** Document **
• • • • •
The Jews in Tel Aviv do not listen to their hearts, these days, but to their fear (much pumped-up by the government) and to their land-hunger and sense of entitlement (to all of Palestine).

My wife is no longer with us. I doubt that I will live to witness the birth of a Palestinian state free of occupation. But I hope that there will be Israelis who will celebrate that birth and Palestinians able, then, at long last, to celebrate Israel’s birth. for both “sides” will understand by then what it means to long for the birth of their nation, and will understand what it meant to the “other”.

Very Moving. I am afraid we are doomed to live this tragedy for the rest of our lives, or at least until the day comes when Israel, drunk with its power and blind with its self fulfilment, picks on somebody stronger and pays the price. Only when Israel is humbled will its people remember their past and finally live their future.
• • • • •
** Excerpted data **

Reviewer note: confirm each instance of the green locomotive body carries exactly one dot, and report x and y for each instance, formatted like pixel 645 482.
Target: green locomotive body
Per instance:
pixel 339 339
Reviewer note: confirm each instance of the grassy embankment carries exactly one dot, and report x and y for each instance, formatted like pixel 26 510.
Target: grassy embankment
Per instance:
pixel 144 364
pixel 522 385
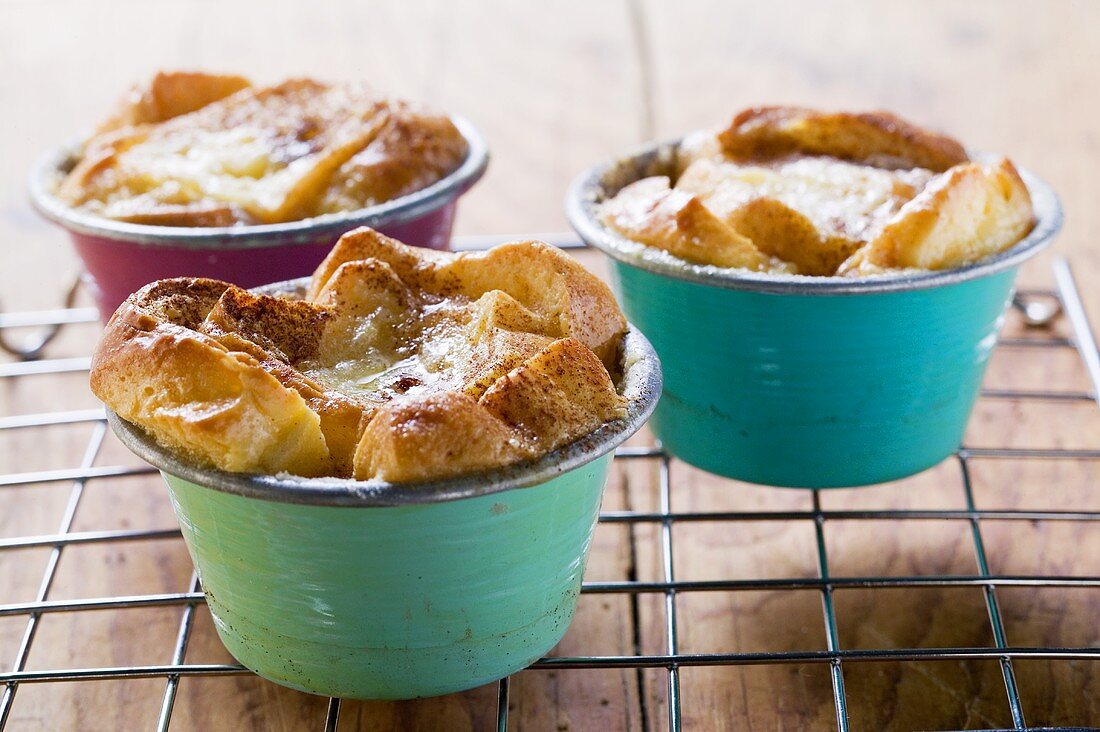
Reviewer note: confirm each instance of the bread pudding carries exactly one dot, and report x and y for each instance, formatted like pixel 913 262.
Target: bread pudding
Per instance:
pixel 787 189
pixel 396 363
pixel 200 150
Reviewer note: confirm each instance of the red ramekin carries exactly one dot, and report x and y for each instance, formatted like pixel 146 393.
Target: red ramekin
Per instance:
pixel 121 258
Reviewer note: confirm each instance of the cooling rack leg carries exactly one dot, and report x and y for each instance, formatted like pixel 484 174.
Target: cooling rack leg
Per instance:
pixel 832 637
pixel 332 717
pixel 1079 320
pixel 991 607
pixel 670 597
pixel 177 657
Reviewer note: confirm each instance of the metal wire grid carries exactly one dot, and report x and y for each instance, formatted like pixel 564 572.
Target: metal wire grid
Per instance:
pixel 672 659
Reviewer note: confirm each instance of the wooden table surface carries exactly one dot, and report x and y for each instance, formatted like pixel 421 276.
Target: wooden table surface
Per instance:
pixel 556 87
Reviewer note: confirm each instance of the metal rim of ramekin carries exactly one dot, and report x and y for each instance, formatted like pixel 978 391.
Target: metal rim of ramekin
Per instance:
pixel 589 190
pixel 47 171
pixel 640 384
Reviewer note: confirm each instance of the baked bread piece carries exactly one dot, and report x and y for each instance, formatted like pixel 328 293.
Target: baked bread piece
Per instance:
pixel 790 189
pixel 204 150
pixel 399 363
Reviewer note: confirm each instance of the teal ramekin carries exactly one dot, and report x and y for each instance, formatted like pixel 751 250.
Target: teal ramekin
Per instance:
pixel 373 590
pixel 802 381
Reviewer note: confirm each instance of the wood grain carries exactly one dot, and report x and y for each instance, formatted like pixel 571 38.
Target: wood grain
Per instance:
pixel 556 87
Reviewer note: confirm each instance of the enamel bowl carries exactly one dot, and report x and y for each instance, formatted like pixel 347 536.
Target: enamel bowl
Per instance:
pixel 802 381
pixel 120 258
pixel 373 590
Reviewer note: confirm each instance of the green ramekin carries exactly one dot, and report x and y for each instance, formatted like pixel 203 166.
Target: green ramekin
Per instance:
pixel 800 381
pixel 373 590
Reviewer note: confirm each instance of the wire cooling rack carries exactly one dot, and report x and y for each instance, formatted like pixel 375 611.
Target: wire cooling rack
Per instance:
pixel 1037 306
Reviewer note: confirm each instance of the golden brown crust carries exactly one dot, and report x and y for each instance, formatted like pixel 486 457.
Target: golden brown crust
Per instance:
pixel 200 150
pixel 971 211
pixel 402 363
pixel 210 404
pixel 172 94
pixel 871 138
pixel 553 288
pixel 791 189
pixel 651 212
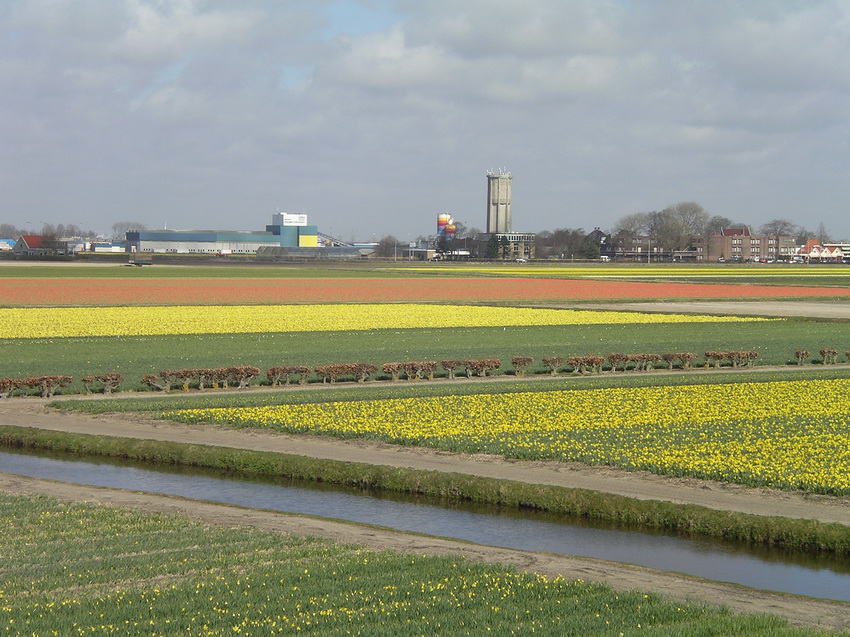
• • • • •
** Problem statement **
Repeat the passage on Israel and Palestine from "My wife is no" to "live their future.", switching "tragedy" to "ordeal". The entries have nothing to do with the passage on Israel and Palestine.

** Answer for the task **
My wife is no longer with us. I doubt that I will live to witness the birth of a Palestinian state free of occupation. But I hope that there will be Israelis who will celebrate that birth and Palestinians able, then, at long last, to celebrate Israel’s birth. for both “sides” will understand by then what it means to long for the birth of their nation, and will understand what it meant to the “other”.

Very Moving. I am afraid we are doomed to live this ordeal for the rest of our lives, or at least until the day comes when Israel, drunk with its power and blind with its self fulfilment, picks on somebody stronger and pays the price. Only when Israel is humbled will its people remember their past and finally live their future.